*Problem statement*: Reproduce all of the entries below exactly, without images.

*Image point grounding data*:
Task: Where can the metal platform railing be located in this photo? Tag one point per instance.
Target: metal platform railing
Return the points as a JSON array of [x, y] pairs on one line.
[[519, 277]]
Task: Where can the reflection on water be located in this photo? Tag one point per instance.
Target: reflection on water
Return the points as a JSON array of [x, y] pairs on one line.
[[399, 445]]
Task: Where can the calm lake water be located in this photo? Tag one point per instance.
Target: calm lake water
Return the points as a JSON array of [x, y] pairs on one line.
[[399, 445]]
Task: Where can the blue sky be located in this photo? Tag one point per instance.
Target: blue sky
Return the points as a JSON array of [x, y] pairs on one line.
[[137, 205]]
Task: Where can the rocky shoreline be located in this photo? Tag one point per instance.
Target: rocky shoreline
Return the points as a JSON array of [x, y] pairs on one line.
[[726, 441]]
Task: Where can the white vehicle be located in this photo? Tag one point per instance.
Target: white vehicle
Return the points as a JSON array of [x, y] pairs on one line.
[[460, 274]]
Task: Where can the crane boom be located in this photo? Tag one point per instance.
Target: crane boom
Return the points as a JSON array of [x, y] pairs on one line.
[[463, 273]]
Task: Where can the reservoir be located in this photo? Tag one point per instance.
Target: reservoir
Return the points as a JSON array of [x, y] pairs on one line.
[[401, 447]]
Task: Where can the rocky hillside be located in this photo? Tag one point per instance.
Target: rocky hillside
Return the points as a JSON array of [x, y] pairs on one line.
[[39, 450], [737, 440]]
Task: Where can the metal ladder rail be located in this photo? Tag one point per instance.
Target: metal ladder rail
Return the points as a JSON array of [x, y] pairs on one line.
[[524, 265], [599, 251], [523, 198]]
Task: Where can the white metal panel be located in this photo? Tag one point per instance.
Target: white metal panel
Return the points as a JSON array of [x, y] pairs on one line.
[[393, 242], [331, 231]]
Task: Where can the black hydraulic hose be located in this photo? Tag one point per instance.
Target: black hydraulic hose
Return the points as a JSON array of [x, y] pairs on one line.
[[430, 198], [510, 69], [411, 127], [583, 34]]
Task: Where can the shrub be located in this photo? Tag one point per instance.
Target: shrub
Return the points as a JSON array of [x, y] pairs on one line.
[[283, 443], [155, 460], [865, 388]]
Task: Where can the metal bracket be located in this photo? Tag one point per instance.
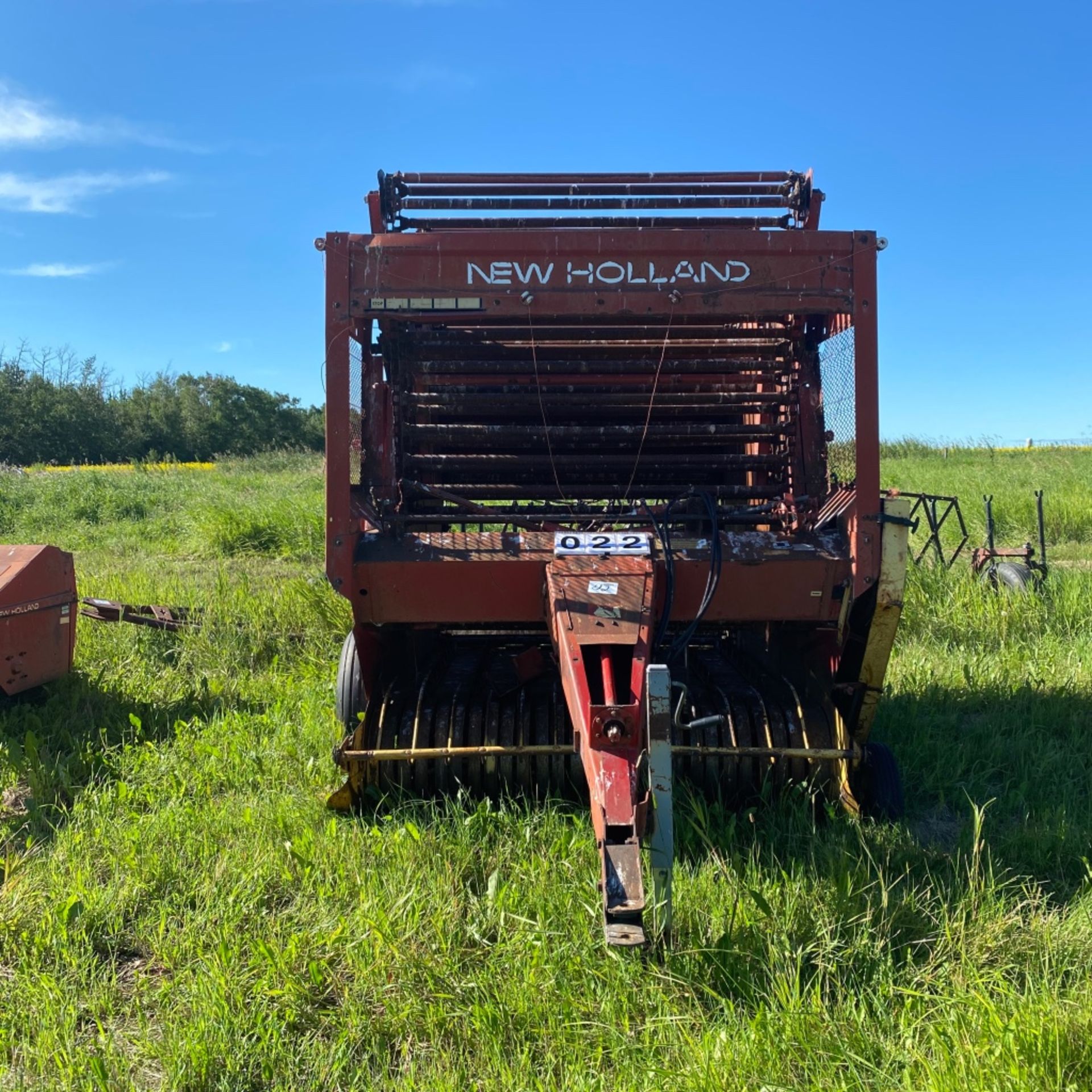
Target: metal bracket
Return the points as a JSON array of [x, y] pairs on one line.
[[657, 690]]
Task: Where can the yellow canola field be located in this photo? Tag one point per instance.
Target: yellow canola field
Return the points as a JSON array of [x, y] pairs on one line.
[[127, 468]]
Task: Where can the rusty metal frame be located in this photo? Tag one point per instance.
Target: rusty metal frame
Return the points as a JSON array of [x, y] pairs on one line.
[[499, 299], [925, 507]]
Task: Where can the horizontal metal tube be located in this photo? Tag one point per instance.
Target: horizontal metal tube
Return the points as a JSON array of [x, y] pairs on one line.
[[665, 389], [534, 396], [594, 189], [548, 369], [573, 204], [433, 754], [692, 177], [767, 751], [547, 223], [603, 491], [481, 461], [460, 433]]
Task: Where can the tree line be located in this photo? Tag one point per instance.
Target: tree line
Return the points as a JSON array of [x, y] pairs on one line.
[[59, 408]]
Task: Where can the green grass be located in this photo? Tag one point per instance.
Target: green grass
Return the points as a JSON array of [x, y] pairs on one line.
[[179, 910]]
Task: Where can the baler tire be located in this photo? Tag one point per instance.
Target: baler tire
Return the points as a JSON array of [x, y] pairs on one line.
[[1014, 576], [350, 698], [877, 784]]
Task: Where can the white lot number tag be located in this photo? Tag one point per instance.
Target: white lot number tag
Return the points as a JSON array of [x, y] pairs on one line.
[[603, 587], [632, 543]]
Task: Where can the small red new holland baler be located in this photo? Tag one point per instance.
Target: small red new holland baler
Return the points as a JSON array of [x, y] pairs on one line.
[[603, 490]]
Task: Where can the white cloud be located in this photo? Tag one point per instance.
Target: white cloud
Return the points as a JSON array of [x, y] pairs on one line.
[[64, 192], [32, 123], [58, 269]]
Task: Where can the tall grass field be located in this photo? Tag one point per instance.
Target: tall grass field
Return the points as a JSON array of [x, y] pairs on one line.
[[179, 911]]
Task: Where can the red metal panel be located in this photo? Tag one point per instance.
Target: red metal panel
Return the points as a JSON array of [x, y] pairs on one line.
[[493, 578], [38, 616], [621, 272], [866, 528], [339, 330]]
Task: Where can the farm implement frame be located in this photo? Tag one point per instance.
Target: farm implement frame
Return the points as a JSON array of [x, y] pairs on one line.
[[581, 498]]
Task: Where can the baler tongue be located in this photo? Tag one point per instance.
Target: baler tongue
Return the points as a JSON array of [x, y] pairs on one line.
[[601, 625]]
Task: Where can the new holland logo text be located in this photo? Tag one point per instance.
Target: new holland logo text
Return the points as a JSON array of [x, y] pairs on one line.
[[607, 272]]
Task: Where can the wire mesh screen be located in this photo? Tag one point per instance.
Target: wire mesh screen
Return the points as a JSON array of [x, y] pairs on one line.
[[838, 378], [355, 403]]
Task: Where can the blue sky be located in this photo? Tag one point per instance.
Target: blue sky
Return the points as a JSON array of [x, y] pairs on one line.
[[165, 165]]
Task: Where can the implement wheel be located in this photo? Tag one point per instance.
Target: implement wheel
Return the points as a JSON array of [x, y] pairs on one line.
[[877, 784], [1011, 574], [350, 699]]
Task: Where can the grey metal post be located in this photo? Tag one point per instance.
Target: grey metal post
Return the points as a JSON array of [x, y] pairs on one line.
[[657, 688]]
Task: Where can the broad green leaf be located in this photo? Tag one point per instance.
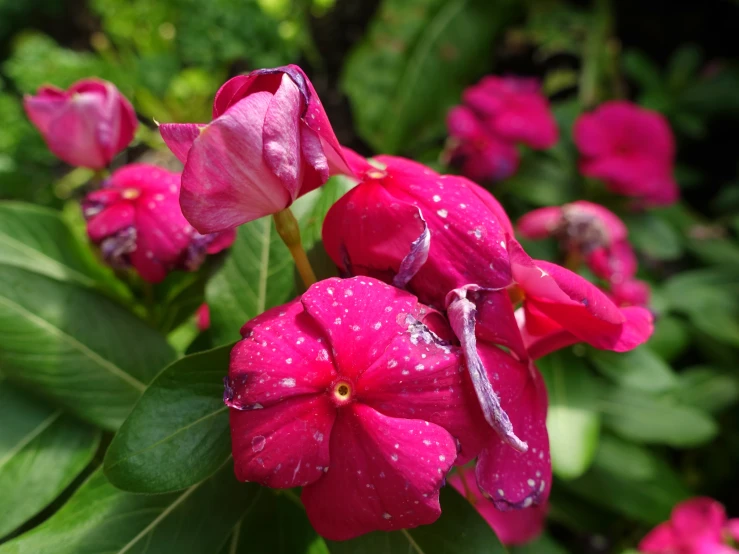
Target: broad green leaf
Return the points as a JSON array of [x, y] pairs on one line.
[[653, 236], [706, 388], [38, 239], [275, 524], [573, 424], [710, 299], [459, 530], [178, 433], [75, 346], [647, 498], [670, 338], [257, 275], [100, 518], [640, 369], [41, 452], [573, 439], [543, 545], [413, 64], [640, 417]]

*Response to the exercise*:
Task: Where can the metal platform railing be located in this photo? Tag one point per instance.
Target: metal platform railing
Return the points as a JSON array of [x, y] pairs on one line.
[[519, 277]]
Task: Where can the reflection on water be located in this photo? Tag one point per instance.
Target: reflection on water
Return the points as a JSON array of [x, y] pairs on one line.
[[399, 445]]
Task: Where can the calm lake water be located in this photo? Tag one point per instance.
Target: calm lake water
Return the points as a JSON array of [x, y] pairs on one line.
[[399, 445]]
Task: Where can the blue sky be located in this photo? Tag one point per instance.
Target: blue sky
Return the points as a JSON array of [x, y] pairs on one line.
[[137, 205]]
Task: Where can the rocky shoreline be located in this photo? Tag one point per instance.
Target: rocky shoreline
Return the points as a JSON array of [x, y] pairs on one line.
[[726, 441]]
Task: Where can the white vehicle be located in this photo? Tag one point per instance.
Target: white vehicle
Return the points as a JSON array of [x, y] pairs on one line.
[[460, 274]]
Task: Where can the crane boom be located in this photo? Tag one point per instance.
Target: crane boom
Return the points as a JSON array of [x, y] pairs on one line.
[[463, 273]]
Task: Where can the reservoir be located in this photo? Tag one point per instance.
Target: reservoir
Return the points as a JSON array of [x, y] pairs on one line.
[[401, 447]]
Task: Where can the rocky hillside be located in this photo? Tag one point per instance.
Target: rocky hillside
Return the points as a JSON array of [x, y] pairs on one line.
[[39, 450], [737, 440]]
Task: Where can the metal ladder rail be located in this photo? Tag one point per instance.
Target: metal ladder rail
Return the points as a JSON array of [x, y] pairs on one line.
[[524, 265], [599, 251], [523, 198]]
Task: Where can the white metal panel be located in this photo? Tag one point per instance.
Target: white metal panel
Return the points as a JSON array of [x, y] pairs on one line.
[[393, 242], [331, 231]]
Task: Where can the black hydraulic hose be located in this photo? Tag one point per instance.
Target: black hydraulic hose
Return the points as a JSON array of [x, y] pairs on one line.
[[430, 198], [510, 69], [411, 127], [583, 34]]
Task: Where can the shrub be located in this photo? Tag one point per instance.
Target: shrub
Return the points as a JSON array of [x, y] pairs on one line.
[[283, 443], [155, 460], [865, 388]]
Task: Where can the metal bracket be located in this photo? Tag one point per instance.
Target: metal bracket
Return the points as a JSON array of [x, y] pairs on one line.
[[657, 690]]
Task: Where can the yellow canola field be located in this photo? Tag one point per instance.
Target: yellow canola field
Return the points as a JSON array of [x, y] pairs on one line.
[[127, 468]]
Task: Where can the rusty metal frame be located in this photo? Tag one point per instance.
Target: rusty metal frame
Return the points as a JSON array of [x, y] pairs on one line.
[[499, 299], [925, 507]]
Task: Where can the horizontal metal tube be located in this photo? Tag one point per instance.
Target: horizontal metal tube
Return the points as a JSON array of [x, y] pairs on one line.
[[665, 389], [534, 396], [594, 189], [548, 369], [573, 204], [433, 754], [692, 177], [767, 751], [547, 223], [603, 491], [481, 461], [460, 433]]
Task: Where can the tree line be located in this photo? Tag one point per instance.
Target: tree line
Return the points as a JSON array of [x, y] pairs on one line.
[[59, 408]]
Task: Where can the green grass be located in this photo? Tag one point per instance.
Target: green grass
Return the points as a JSON array of [x, y] pairs on one line.
[[179, 910]]
Task: Where can the baler tire be located in this photo? Tag one point per instance.
Target: baler tire
Return the points as a JSON array of [x, y] pairs on one line.
[[1014, 576], [350, 698], [877, 784]]
Task: Where can the white lot number tag be located in this photo? Tag one point per instance.
Target: white lot number tag
Return the points as a JSON array of [x, y] pairs on one line.
[[603, 587], [632, 543]]
Task: Where can the small red new holland baler be located in this photo? Tag one point per instance.
Target: small red new holland baler
Return the points as a JSON array of [x, y] pairs on one line.
[[603, 490]]
Task: Where can the white cloud be located in this photo? Tag one point per instance.
Target: white cloud
Return the points as a JSON array of [x, y] pairs on one line.
[[64, 192], [32, 123], [58, 269]]
Task: Where can the tall grass field be located in this photo? Tag one point per instance.
Target: tall grass field
Return the points as a JSON array of [x, y] pairs on one line.
[[179, 911]]
Task: Where can the red metal panel be located in this photo? Tag one point per instance.
Target: red metal panel
Return the points as a JSON array of [x, y] pairs on one line.
[[493, 578], [38, 616], [621, 272], [866, 528], [339, 330]]
Task: Where can the farm implement frame be located in this photo? Tag one point per instance.
Target: farm implement frame
Return the points as a JSON array of [x, y] pairs on one line.
[[581, 498]]
Task: Where can the baler tongue be located in this photo? Tag one point per instance.
Target: baler tongue
Return the points as a JSON array of [x, y] pairs on one line.
[[601, 625]]
Task: Where can the new holland logo text be located in this photo? Tag one point per instance.
Target: new holland logo text
Return the points as a JSON array of [x, y] pairs on one line.
[[607, 272]]
Task: Where can the wire mesh screen be located in this photo? Tag one point per instance.
Target: wire mesh screen
Return the points as a JSON array of [x, y] pairs on one line.
[[838, 378], [355, 403]]
Task: Where can the blue sky be located in this photo? Tag one point per instance.
Target: blue sky
Return the points as a JSON array of [x, y] pairs on one line.
[[165, 165]]
Task: Where can the implement wheel be located in this photo? Tag one point per instance.
Target: implement wheel
Return the points as a JSON array of [x, y] pairs on one line.
[[877, 784], [1011, 574], [350, 699]]
Task: Where can the grey metal post be located in this photo? Tag one point per instance.
Target: grey metal post
Return the points as a JSON array of [x, y] pairs on one line.
[[657, 688]]
Task: Where can the broad green leaf be located in this photo? Tag one point per instance.
Target: broad green leaf
Return the points as a JSON array of [x, y] pairs on one line.
[[653, 236], [706, 388], [38, 239], [275, 524], [573, 424], [710, 299], [459, 530], [178, 433], [75, 346], [647, 498], [670, 338], [257, 275], [100, 518], [640, 369], [41, 452], [573, 439], [543, 545], [413, 64], [640, 417]]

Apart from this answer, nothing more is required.